:: DOCUMENT PASSAGE ::
____________________

I went through his tutorial last night and looked at my watch before and after. Literally, it took only 20 minutes to build a MySQL-backed bookmark storage application and I spent a good chunk of that time trying to figure out why it wasn’t working for me at first (contrary to what the article advises, I had to launch the WEBrick server while in the “Bookmarker” directory) and trying to analyze what was going on behind the scenes. Pretty impressive that you can build an app that fast and without writing a lot of tedious “glue” code

Here’s a brief summary of the steps:

  1. Create a database (I used MySQL) and a table. Rails wants you to create a table for whatever object you’re trying to store with a plural name (e.g.: “bookmarks”) and wants it to have an auto-incremented integer primary key called “id”.
  2. Execute rails <app_name> to have Rails generate a directory for your application with 11 subdirectories and lots of files already filled-in for you.
  3. Edit config/database.yml to point to your database.
  4. Execute ruby script/generate scaffold <model_name> to generate a bunch of code that handles New, Show, Edit, and Destroy operations. model_name is your database table but with a capital letter and not plural (e.g.: “Bookmark”), which I found to be weird and inconsistent.
  5. Execute ruby script/server to fire up a WEBrick server on port 3000. It logs to stdout so it’s very easy to see your errors.

____________________

:: MATERIAL SUPPLIED ::
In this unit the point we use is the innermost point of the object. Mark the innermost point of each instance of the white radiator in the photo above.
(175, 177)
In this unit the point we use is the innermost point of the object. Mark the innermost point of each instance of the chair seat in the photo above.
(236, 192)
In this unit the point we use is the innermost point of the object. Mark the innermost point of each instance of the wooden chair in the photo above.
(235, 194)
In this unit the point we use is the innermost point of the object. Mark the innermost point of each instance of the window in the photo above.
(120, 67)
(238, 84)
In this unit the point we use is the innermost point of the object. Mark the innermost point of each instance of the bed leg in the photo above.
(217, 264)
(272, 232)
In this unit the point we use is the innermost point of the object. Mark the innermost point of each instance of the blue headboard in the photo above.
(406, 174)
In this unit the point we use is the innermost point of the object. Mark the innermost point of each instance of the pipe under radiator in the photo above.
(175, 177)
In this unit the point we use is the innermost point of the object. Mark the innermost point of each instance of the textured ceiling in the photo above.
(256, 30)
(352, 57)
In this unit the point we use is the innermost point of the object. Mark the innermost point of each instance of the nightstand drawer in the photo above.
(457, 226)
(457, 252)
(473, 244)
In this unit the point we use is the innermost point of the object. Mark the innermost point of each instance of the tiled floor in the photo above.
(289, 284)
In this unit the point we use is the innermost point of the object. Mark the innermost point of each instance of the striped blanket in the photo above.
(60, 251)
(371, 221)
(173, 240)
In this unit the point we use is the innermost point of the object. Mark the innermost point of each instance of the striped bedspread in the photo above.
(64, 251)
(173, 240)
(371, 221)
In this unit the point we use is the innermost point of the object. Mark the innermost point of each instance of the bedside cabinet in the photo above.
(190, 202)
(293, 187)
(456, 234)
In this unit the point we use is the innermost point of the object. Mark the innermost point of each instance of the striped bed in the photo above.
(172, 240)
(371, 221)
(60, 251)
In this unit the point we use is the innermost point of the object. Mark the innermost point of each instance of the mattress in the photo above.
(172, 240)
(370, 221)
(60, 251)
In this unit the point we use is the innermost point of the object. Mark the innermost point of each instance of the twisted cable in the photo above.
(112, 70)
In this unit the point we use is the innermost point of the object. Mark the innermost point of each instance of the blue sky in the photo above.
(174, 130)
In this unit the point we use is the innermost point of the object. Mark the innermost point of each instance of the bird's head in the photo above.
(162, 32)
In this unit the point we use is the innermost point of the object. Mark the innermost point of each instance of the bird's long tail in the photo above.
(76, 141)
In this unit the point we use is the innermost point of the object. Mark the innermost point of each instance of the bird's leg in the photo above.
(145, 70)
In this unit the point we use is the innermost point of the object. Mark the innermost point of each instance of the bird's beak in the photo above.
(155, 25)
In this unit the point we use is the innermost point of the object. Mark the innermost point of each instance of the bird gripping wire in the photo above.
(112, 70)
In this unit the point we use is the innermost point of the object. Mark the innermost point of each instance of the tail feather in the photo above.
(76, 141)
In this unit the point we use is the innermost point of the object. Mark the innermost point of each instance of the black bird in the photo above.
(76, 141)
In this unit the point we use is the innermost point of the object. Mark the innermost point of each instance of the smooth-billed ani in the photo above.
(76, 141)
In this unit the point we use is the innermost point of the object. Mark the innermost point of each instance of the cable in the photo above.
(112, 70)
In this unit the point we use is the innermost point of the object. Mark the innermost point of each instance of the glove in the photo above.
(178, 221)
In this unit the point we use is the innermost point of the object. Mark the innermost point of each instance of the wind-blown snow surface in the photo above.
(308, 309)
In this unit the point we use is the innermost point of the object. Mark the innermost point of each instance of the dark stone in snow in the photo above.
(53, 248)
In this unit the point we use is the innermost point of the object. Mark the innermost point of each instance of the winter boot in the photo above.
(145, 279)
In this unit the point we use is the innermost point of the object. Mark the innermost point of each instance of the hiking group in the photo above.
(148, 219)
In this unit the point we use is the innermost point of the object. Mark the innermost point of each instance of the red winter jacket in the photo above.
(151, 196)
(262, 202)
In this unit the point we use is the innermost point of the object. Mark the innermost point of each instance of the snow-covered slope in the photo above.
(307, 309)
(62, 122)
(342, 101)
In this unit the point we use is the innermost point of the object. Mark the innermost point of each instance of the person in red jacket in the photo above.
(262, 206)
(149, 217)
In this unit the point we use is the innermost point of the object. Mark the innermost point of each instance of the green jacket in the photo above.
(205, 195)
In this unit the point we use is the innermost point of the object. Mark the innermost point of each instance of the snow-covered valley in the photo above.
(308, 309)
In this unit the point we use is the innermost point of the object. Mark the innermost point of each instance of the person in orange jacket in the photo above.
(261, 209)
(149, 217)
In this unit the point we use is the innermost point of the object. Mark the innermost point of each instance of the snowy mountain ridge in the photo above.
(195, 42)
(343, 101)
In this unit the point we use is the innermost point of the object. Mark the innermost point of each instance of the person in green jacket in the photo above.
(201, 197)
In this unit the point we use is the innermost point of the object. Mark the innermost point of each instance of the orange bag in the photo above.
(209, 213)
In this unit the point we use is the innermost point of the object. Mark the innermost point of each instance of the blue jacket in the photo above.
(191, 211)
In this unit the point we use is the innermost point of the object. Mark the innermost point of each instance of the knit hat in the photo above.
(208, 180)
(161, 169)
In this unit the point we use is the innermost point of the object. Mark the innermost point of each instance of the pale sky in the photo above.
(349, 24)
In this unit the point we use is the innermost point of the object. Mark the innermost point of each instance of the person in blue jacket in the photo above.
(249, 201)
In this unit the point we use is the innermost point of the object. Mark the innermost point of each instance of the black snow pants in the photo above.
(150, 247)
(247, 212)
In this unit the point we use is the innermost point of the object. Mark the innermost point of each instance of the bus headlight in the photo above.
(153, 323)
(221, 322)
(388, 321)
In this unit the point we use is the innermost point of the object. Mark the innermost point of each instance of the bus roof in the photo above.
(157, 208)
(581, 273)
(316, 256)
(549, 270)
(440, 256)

____________________

:: PROBLEM TO WORK ON ::
From the Rails tutorial write-up, extract the passage from "4. Execute ruby" up to and including "weird and inconsistent.".

:: RESPONSE ::
4. Execute ruby script/generate scaffold <model_name> to generate a bunch of code that handles New, Show, Edit, and Destroy operations. model_name is your database table but with a capital letter and not plural (e.g.: “Bookmark”), which I found to be weird and inconsistent.